» Brief
Set down exactly, and only, the lines from the one with "of the gift" to the final line of the entries, both included.

» Records for processing

#####

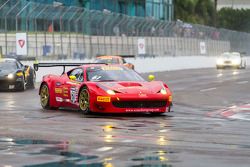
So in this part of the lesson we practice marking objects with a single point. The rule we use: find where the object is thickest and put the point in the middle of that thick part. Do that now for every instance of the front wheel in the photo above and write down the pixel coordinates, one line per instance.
(32, 80)
(84, 101)
(44, 96)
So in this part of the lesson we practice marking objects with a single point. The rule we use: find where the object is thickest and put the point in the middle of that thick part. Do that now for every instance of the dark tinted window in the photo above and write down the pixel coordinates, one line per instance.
(8, 65)
(78, 73)
(112, 73)
(108, 61)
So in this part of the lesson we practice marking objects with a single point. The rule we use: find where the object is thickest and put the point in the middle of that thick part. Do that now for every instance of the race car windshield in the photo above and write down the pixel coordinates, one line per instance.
(112, 73)
(8, 65)
(230, 55)
(108, 61)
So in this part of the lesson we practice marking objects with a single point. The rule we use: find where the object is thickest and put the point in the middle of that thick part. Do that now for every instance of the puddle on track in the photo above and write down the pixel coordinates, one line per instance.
(60, 156)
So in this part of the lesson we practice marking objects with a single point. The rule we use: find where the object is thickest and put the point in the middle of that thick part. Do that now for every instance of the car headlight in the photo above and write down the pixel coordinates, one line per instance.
(19, 74)
(236, 61)
(110, 92)
(10, 76)
(219, 61)
(163, 91)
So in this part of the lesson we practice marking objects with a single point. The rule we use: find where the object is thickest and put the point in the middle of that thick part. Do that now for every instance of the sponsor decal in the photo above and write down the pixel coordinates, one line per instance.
(103, 99)
(58, 83)
(72, 83)
(112, 68)
(73, 94)
(143, 110)
(142, 95)
(58, 90)
(65, 92)
(67, 100)
(59, 99)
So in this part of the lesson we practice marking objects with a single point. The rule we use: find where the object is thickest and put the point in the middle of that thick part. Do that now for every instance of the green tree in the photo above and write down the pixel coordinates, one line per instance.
(195, 11)
(234, 19)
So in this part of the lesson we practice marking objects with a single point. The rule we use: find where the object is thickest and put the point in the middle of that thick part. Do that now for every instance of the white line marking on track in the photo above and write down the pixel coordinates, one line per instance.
(206, 90)
(242, 82)
(104, 149)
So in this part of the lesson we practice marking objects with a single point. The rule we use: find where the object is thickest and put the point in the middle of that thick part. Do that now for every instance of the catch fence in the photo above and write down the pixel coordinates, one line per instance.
(59, 32)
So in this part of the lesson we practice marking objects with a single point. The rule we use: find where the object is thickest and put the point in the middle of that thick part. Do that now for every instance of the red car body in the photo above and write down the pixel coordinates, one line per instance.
(108, 96)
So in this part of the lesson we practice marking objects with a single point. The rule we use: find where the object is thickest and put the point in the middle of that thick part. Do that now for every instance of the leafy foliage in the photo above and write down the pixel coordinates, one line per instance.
(195, 11)
(234, 19)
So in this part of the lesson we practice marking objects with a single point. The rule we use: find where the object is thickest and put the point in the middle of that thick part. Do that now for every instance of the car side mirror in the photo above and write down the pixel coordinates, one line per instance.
(151, 78)
(72, 77)
(26, 67)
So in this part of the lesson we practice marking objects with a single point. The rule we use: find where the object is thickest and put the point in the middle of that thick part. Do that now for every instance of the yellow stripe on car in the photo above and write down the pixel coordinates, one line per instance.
(19, 74)
(103, 99)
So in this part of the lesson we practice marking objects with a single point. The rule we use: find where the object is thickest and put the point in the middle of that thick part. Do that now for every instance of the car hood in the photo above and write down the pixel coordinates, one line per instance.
(4, 72)
(229, 58)
(133, 87)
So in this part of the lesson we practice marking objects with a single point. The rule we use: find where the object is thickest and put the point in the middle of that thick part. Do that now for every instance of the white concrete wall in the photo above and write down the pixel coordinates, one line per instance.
(68, 44)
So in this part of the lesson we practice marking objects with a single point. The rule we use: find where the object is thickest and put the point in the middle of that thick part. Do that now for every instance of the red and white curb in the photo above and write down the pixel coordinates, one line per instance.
(234, 112)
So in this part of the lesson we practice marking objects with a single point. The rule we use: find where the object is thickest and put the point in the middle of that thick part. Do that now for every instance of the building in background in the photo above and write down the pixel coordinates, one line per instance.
(158, 9)
(235, 4)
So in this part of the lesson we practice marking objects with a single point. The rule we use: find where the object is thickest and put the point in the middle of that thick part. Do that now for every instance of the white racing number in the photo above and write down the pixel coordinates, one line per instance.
(73, 94)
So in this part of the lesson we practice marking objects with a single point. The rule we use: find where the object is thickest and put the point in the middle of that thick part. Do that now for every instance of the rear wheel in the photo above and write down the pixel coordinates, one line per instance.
(32, 80)
(44, 96)
(84, 101)
(23, 85)
(156, 113)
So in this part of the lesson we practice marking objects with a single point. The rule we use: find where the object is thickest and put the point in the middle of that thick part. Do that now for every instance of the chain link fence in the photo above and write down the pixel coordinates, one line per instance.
(59, 32)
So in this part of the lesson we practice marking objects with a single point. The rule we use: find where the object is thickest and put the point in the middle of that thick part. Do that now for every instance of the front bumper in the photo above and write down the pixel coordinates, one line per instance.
(6, 84)
(131, 104)
(228, 64)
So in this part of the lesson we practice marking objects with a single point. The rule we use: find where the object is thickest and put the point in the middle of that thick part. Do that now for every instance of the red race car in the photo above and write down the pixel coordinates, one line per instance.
(119, 59)
(103, 88)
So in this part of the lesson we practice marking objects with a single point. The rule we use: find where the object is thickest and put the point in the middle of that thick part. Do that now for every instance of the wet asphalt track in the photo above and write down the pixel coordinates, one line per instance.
(197, 133)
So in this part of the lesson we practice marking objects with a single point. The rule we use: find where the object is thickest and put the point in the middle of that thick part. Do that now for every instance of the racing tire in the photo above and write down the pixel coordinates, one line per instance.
(23, 85)
(44, 97)
(157, 113)
(219, 67)
(32, 80)
(84, 101)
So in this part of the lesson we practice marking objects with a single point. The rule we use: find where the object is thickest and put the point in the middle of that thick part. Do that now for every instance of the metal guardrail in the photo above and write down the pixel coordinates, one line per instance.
(70, 32)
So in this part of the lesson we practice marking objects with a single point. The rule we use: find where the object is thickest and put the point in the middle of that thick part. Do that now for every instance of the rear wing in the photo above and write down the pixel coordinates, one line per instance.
(64, 65)
(22, 58)
(123, 56)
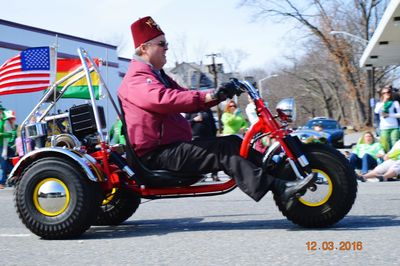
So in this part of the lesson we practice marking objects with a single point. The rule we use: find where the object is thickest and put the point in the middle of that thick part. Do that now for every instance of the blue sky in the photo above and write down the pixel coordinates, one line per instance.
(202, 27)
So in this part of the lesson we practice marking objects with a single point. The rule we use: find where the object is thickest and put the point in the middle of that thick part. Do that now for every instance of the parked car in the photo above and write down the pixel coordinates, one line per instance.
(322, 129)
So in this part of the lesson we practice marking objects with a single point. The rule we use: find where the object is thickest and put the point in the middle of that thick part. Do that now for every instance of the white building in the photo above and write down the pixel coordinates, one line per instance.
(16, 37)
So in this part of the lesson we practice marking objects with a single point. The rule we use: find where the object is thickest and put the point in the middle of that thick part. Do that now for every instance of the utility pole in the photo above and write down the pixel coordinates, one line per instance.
(213, 69)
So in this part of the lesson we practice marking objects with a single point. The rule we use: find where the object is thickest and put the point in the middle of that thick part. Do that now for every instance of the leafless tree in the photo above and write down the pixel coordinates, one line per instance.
(233, 58)
(320, 18)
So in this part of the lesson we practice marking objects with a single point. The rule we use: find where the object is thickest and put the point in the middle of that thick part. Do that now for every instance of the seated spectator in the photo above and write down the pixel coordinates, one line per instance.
(366, 153)
(389, 169)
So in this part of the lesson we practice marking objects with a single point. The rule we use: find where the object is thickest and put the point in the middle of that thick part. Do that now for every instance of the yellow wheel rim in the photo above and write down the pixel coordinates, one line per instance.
(323, 192)
(51, 197)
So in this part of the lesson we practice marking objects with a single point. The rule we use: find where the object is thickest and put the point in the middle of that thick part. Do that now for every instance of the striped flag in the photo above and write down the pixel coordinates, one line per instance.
(30, 71)
(80, 88)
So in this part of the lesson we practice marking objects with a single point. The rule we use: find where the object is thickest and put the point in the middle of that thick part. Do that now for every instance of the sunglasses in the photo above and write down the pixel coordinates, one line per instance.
(162, 44)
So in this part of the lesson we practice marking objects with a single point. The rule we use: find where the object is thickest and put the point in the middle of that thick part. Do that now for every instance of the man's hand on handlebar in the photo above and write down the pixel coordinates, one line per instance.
(227, 90)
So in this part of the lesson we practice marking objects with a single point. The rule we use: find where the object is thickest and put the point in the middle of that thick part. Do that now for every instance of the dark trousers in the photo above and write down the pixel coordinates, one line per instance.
(212, 155)
(367, 162)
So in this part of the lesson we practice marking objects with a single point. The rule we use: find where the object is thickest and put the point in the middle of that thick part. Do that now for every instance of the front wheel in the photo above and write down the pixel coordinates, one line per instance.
(334, 191)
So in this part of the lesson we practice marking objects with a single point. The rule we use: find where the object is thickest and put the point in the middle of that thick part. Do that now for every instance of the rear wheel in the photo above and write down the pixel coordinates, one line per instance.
(333, 194)
(117, 206)
(55, 200)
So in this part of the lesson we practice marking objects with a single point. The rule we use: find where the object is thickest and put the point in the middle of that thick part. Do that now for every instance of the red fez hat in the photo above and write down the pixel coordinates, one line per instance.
(144, 30)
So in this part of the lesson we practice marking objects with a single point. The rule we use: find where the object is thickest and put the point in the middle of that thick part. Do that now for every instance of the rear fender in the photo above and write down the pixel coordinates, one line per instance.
(83, 161)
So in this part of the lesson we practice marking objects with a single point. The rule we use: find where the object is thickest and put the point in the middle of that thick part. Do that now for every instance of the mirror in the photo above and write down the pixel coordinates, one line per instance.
(286, 109)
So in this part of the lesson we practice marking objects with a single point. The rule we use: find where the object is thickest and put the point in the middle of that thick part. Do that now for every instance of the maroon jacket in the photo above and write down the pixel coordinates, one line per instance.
(153, 108)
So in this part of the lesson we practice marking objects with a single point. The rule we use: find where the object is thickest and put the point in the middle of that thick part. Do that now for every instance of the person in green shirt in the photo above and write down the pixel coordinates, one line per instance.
(387, 170)
(116, 134)
(233, 120)
(366, 153)
(5, 137)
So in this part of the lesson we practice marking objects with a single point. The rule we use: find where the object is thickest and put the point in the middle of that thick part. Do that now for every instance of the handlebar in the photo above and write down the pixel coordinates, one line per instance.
(245, 85)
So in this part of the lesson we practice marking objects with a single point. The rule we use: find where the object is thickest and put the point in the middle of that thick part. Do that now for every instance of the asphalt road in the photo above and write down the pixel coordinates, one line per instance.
(229, 229)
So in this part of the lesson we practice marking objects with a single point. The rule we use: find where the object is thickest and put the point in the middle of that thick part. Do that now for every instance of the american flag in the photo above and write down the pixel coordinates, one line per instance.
(32, 70)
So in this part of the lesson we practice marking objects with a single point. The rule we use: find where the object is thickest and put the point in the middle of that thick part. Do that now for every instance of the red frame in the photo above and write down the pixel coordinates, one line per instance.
(265, 124)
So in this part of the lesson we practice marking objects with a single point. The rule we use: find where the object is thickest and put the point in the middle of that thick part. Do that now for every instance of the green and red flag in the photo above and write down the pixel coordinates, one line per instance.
(80, 88)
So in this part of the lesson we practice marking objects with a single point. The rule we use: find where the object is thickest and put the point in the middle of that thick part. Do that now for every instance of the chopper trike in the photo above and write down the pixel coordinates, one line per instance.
(75, 179)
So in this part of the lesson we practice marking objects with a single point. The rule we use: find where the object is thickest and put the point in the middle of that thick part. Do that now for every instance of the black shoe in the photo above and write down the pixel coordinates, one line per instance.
(289, 190)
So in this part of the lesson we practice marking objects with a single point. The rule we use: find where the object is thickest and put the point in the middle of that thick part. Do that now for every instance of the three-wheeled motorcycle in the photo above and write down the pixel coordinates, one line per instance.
(74, 178)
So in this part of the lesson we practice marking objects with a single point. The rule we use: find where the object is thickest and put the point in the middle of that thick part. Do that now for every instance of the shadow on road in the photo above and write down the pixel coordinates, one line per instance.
(167, 226)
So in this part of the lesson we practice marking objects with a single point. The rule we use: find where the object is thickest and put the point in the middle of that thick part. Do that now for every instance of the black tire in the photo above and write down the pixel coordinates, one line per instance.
(79, 208)
(117, 207)
(335, 193)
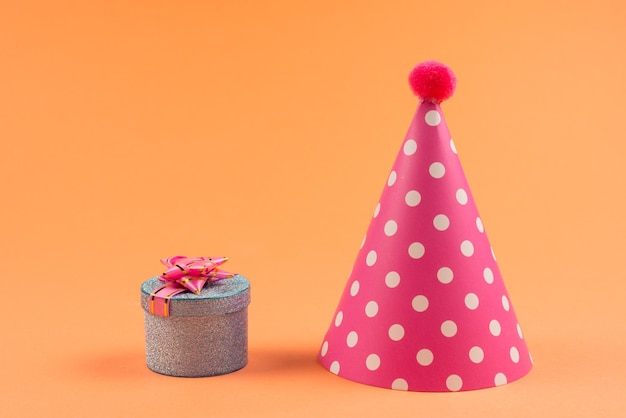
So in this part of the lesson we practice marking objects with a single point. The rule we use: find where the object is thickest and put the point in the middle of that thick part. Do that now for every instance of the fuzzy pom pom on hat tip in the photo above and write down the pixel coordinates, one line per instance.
(425, 307)
(432, 81)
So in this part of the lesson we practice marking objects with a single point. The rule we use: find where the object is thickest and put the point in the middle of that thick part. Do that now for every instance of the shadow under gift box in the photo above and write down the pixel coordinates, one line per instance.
(205, 335)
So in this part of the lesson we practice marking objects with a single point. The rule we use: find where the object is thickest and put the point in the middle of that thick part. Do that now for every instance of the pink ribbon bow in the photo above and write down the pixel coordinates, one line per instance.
(185, 274)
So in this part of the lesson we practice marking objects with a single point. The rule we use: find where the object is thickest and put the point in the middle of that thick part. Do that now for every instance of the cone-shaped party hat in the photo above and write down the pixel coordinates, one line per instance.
(425, 307)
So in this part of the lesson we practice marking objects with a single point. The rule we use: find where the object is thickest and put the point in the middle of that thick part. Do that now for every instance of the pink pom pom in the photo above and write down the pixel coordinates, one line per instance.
(432, 81)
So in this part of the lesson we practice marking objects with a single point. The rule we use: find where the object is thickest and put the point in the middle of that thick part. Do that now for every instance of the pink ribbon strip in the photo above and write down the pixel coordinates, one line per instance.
(185, 274)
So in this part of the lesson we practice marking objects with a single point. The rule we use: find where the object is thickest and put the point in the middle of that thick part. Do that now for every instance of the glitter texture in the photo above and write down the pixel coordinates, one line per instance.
(205, 334)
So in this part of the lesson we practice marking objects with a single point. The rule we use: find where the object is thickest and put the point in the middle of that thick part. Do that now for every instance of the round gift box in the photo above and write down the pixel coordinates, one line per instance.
(205, 335)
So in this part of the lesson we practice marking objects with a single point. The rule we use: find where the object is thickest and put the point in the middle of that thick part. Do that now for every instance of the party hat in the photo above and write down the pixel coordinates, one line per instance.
(425, 307)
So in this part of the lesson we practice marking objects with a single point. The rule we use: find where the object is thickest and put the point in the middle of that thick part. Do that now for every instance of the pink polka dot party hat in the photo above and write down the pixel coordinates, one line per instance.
(425, 307)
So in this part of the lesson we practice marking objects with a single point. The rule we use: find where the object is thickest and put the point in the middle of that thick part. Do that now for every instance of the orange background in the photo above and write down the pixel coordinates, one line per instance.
(264, 131)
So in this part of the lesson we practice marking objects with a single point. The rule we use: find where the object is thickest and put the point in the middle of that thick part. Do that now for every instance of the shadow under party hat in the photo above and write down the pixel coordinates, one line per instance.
(425, 307)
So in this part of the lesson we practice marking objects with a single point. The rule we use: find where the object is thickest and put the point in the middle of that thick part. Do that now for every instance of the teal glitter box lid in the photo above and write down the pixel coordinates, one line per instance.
(205, 335)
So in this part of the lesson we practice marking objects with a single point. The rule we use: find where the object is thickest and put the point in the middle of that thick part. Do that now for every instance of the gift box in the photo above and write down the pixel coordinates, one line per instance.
(196, 333)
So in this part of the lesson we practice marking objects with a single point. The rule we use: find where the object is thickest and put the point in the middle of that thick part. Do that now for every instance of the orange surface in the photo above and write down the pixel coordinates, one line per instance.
(264, 131)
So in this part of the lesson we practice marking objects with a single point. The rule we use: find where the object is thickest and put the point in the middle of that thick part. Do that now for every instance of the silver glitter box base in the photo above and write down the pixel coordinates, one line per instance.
(205, 334)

#####

» Written solution
So in this part of the lesson we practice marking objects with a single point. The rule we use: find where the object is thickest and put the point in the middle of that thick part. Do that now for every instance of the gift box in the photo above and write down the pixel coordinates, one line per instance.
(196, 333)
So in this part of the lesson we practice marking objects with a single point. The rule we use: find where the object is thickest and put the point in the middle of that thick part. Do that now for every instance of the orange surface in the photo above and write down the pixel coordinates, one line per instance.
(264, 131)
So in this part of the lesson we practice marking objects with a single point. The rule we use: find where the object is thickest and put the point in the middle of that thick part. Do that now for every instance of the silver glitter box base in the photo above and write down the pixel coordinates, one line per instance.
(205, 334)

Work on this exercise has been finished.